Work instruction 1:
According to the uranium article, what was the vote by which H.R. 1042 passed the subcommittee?
Work instruction 2:
Write out the uranium article word for word between "Summing up Republican" and "of Wednesday morning.", inclusive.

Text:
Legislation to encourage domestic production of nuclear fuel are on the move this week in Congress, and the movement began Tuesday in House subcommittee, which easily passed a bill to prohibit imports of Russian uranium by Jan. 1, 2028.
Summing up Republican sentiment H.R. 1042, the “Prohibiting Russian Uranium Imports Act,”
Rep. Bob Latta (R-Ohio) told the House Energy and Commerce energy, climate and grid security subcommittee that the best way to encourage a U.S. uranium-fuel industry was to “[p]rovide the certainty that Russian fuel will not be available to the United States for a long time.”
The bill on Tuesday afternoon passed the subcommittee on a barely bipartisan vote of 18-12. A lone Democrat, Rep. Kim Shrier (D-Wash.), broke ranks to support the legislation, which now needs to be approved by the full committee. The full committee had not scheduled a vote on the bill as of Wednesday morning.
Meanwhile, the Senate Energy and Natural Resources Committee was set Wednesday to vote on Sen. Joe Manchin’s (D-W.Va.) Nuclear Fuel Security Act of 2023.
That bill does not ban Russian uranium but calls, among other things, for the Department of Energy to create what Manchin and cosponsors Sens. John Barrasso (R-Wyo.) and James Risch (R-Idaho) called a “nuclear fuel security program” that will “increase the quantity of LEU [low enriched uranium] and HALEU [high assay low enriched uranium] produced by U.S. nuclear energy companies.”
The latter is low enriched uranium that is about 19.75% uranium-235 by mass, the upper boundary of what is considered low enriched uranium. Some proposed reactor designs that are in the early stages of research and development require such fuel.
The Senate energy and Natural Resources Committee, which Manchin chairs, was scheduled to begin a business meeting at 10:00 a.m. Wednesday. Aside from the bill, the committee planned to consider other legislation and a slate of nominees.

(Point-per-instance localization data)
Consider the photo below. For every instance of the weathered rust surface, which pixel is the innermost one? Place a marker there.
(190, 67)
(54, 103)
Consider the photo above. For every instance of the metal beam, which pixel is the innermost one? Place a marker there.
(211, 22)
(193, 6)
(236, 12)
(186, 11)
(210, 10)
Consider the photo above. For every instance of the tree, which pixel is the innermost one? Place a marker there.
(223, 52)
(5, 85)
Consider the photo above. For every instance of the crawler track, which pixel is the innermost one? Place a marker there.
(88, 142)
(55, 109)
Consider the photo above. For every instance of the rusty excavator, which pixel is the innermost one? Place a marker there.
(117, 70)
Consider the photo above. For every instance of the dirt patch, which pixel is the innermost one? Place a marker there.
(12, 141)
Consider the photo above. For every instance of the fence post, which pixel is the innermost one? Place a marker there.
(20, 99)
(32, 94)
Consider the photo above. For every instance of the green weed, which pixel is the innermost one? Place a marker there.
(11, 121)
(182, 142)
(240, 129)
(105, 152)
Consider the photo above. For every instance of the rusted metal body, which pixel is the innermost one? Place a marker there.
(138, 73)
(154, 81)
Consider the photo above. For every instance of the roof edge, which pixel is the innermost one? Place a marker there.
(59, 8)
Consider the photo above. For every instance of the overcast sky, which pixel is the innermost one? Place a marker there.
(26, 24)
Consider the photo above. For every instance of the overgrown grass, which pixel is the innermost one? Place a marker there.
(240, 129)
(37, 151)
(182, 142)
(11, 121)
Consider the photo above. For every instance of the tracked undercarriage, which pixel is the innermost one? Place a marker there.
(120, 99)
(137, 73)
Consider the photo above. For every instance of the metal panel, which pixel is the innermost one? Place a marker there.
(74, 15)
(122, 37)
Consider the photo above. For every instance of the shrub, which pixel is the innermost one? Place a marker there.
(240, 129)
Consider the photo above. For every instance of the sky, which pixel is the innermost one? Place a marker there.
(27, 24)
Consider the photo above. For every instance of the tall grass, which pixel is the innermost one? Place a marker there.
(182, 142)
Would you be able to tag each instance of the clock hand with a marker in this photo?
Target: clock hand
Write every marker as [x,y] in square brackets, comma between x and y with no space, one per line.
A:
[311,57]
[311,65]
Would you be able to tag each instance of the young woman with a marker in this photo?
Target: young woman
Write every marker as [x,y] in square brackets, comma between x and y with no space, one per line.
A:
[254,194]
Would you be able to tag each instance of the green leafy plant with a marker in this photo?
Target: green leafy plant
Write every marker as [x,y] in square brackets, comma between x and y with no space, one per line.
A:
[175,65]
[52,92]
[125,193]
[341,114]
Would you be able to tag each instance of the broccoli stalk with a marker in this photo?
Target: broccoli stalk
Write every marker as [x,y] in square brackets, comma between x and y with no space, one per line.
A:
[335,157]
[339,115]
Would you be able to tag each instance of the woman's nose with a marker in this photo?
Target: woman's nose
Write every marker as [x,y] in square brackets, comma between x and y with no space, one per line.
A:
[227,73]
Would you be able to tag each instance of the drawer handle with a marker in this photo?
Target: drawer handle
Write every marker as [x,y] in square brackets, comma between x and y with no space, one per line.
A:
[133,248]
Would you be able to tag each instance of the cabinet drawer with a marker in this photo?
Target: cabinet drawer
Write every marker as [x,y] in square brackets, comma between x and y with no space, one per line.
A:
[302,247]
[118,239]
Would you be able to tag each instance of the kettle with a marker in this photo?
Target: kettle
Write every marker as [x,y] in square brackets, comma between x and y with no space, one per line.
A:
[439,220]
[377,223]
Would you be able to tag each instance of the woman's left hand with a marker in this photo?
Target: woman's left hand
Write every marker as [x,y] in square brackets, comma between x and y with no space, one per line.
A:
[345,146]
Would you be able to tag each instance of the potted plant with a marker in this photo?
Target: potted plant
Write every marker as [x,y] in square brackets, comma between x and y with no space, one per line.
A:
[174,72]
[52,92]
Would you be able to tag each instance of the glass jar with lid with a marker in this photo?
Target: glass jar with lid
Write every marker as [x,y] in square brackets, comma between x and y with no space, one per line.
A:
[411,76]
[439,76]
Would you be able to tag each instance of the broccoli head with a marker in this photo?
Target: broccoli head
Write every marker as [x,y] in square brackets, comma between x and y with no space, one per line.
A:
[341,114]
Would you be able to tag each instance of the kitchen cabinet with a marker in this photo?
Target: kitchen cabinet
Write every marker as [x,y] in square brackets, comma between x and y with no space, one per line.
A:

Exercise answer 1:
18-12

Exercise answer 2:
Summing up Republican sentiment H.R. 1042, the “Prohibiting Russian Uranium Imports Act,”
Rep. Bob Latta (R-Ohio) told the House Energy and Commerce energy, climate and grid security subcommittee that the best way to encourage a U.S. uranium-fuel industry was to “[p]rovide the certainty that Russian fuel will not be available to the United States for a long time.”
The bill on Tuesday afternoon passed the subcommittee on a barely bipartisan vote of 18-12. A lone Democrat, Rep. Kim Shrier (D-Wash.), broke ranks to support the legislation, which now needs to be approved by the full committee. The full committee had not scheduled a vote on the bill as of Wednesday morning.